> Objective
Convert every line of the material below into a JSON list of strings, one string per line, leaving out blank lines and the pictures.

> Excerpted data
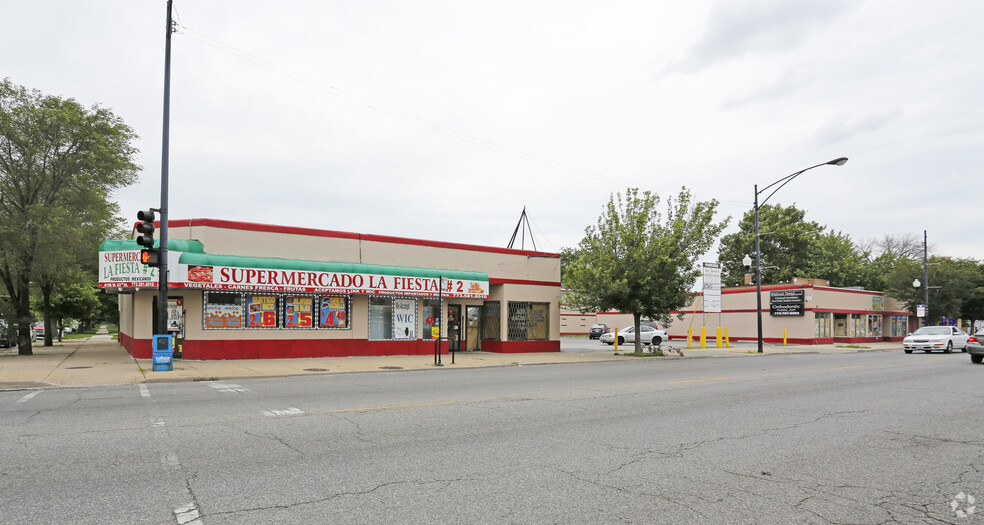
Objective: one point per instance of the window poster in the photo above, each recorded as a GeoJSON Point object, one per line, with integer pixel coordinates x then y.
{"type": "Point", "coordinates": [175, 313]}
{"type": "Point", "coordinates": [262, 311]}
{"type": "Point", "coordinates": [298, 312]}
{"type": "Point", "coordinates": [333, 312]}
{"type": "Point", "coordinates": [223, 315]}
{"type": "Point", "coordinates": [404, 319]}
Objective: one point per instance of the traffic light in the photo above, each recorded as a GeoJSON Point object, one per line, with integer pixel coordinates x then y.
{"type": "Point", "coordinates": [149, 256]}
{"type": "Point", "coordinates": [145, 228]}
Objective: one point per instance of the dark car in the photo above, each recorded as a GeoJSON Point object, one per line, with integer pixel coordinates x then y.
{"type": "Point", "coordinates": [975, 347]}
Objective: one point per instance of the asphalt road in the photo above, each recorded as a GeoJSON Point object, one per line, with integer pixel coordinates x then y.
{"type": "Point", "coordinates": [876, 437]}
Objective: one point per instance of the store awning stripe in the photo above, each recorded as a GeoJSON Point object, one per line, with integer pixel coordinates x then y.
{"type": "Point", "coordinates": [272, 263]}
{"type": "Point", "coordinates": [177, 245]}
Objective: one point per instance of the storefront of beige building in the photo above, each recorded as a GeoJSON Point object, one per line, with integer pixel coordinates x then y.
{"type": "Point", "coordinates": [246, 291]}
{"type": "Point", "coordinates": [803, 312]}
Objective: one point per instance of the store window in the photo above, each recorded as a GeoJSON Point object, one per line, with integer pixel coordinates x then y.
{"type": "Point", "coordinates": [491, 314]}
{"type": "Point", "coordinates": [874, 326]}
{"type": "Point", "coordinates": [299, 311]}
{"type": "Point", "coordinates": [262, 310]}
{"type": "Point", "coordinates": [859, 327]}
{"type": "Point", "coordinates": [333, 311]}
{"type": "Point", "coordinates": [392, 318]}
{"type": "Point", "coordinates": [430, 311]}
{"type": "Point", "coordinates": [223, 310]}
{"type": "Point", "coordinates": [822, 322]}
{"type": "Point", "coordinates": [528, 321]}
{"type": "Point", "coordinates": [900, 326]}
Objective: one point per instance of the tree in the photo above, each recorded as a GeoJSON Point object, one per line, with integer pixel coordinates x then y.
{"type": "Point", "coordinates": [954, 286]}
{"type": "Point", "coordinates": [640, 260]}
{"type": "Point", "coordinates": [58, 160]}
{"type": "Point", "coordinates": [834, 257]}
{"type": "Point", "coordinates": [786, 241]}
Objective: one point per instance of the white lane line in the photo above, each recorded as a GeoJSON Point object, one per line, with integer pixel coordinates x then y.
{"type": "Point", "coordinates": [187, 515]}
{"type": "Point", "coordinates": [289, 412]}
{"type": "Point", "coordinates": [222, 386]}
{"type": "Point", "coordinates": [28, 397]}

> Written answer
[
  "Objective: one point per instance of the window poster in the photo above, each recorded as a GeoJSON Point object, one per line, with integer pixel coordinates x then y.",
  "{\"type\": \"Point\", \"coordinates\": [175, 313]}",
  "{\"type\": \"Point\", \"coordinates\": [262, 311]}",
  "{\"type\": \"Point\", \"coordinates\": [298, 312]}",
  "{\"type\": \"Point\", \"coordinates\": [333, 312]}",
  "{\"type\": \"Point\", \"coordinates\": [223, 315]}",
  "{\"type\": \"Point\", \"coordinates\": [404, 319]}",
  "Objective: one point per instance of the traffic light in the photo above, each recorded as a GeoJSON Point object, one per line, with integer pixel coordinates x then y.",
  "{\"type\": \"Point\", \"coordinates\": [149, 256]}",
  "{\"type\": \"Point\", \"coordinates\": [145, 228]}",
  "Objective: one point per instance of the dark car in the photo above, each recorded as a GeoJSON Point object, one per line, with integer pixel coordinates x then y.",
  "{\"type\": \"Point\", \"coordinates\": [975, 347]}",
  "Objective: one point per instance of the asphalt road in the photo above, each recorded as a GeoJSON Point object, one per line, with integer pixel coordinates x then y.",
  "{\"type\": \"Point\", \"coordinates\": [876, 437]}",
  "Objective: one point per instance of the store awning stripe in the photo above, each recorded as a GeoJSON Point object, one per line, with integer pixel coordinates x then y.",
  "{\"type\": \"Point\", \"coordinates\": [272, 263]}",
  "{\"type\": \"Point\", \"coordinates\": [177, 245]}",
  "Objective: one point per instance of the storefront of beige building in the photo above, each recorded as a GeoJSON Point object, one per line, with integer pixel coordinates x then y.",
  "{\"type\": \"Point\", \"coordinates\": [246, 291]}",
  "{\"type\": \"Point\", \"coordinates\": [803, 312]}",
  "Objective: one point per instance of the store window in the photo above, each recorded as a GeoJSON Point object, one per line, with integer pixel coordinates x then y.",
  "{\"type\": \"Point\", \"coordinates\": [491, 314]}",
  "{\"type\": \"Point\", \"coordinates\": [874, 326]}",
  "{\"type\": \"Point\", \"coordinates\": [299, 311]}",
  "{\"type\": \"Point\", \"coordinates\": [262, 310]}",
  "{\"type\": \"Point\", \"coordinates\": [859, 327]}",
  "{\"type\": \"Point\", \"coordinates\": [333, 311]}",
  "{\"type\": \"Point\", \"coordinates\": [392, 318]}",
  "{\"type\": \"Point\", \"coordinates\": [430, 311]}",
  "{\"type\": \"Point\", \"coordinates\": [223, 310]}",
  "{\"type\": \"Point\", \"coordinates\": [822, 322]}",
  "{\"type\": \"Point\", \"coordinates\": [528, 321]}",
  "{\"type\": \"Point\", \"coordinates\": [900, 326]}",
  "Objective: one point per instance of the tree in the photo above, each recorded as a GeoJSON Point object, one per line, with integer pixel coordinates x then y.",
  "{\"type\": \"Point\", \"coordinates\": [954, 286]}",
  "{\"type\": \"Point\", \"coordinates\": [640, 260]}",
  "{\"type\": \"Point\", \"coordinates\": [58, 160]}",
  "{\"type\": \"Point\", \"coordinates\": [834, 257]}",
  "{\"type\": \"Point\", \"coordinates\": [786, 241]}",
  "Objective: one point per instance of the white lane line in the photo above, each recorded as a GeoJSON Point object, one per line, with integer pixel coordinates x then y.",
  "{\"type\": \"Point\", \"coordinates\": [187, 515]}",
  "{\"type\": \"Point\", \"coordinates\": [289, 412]}",
  "{\"type\": \"Point\", \"coordinates\": [222, 386]}",
  "{\"type\": \"Point\", \"coordinates\": [28, 397]}"
]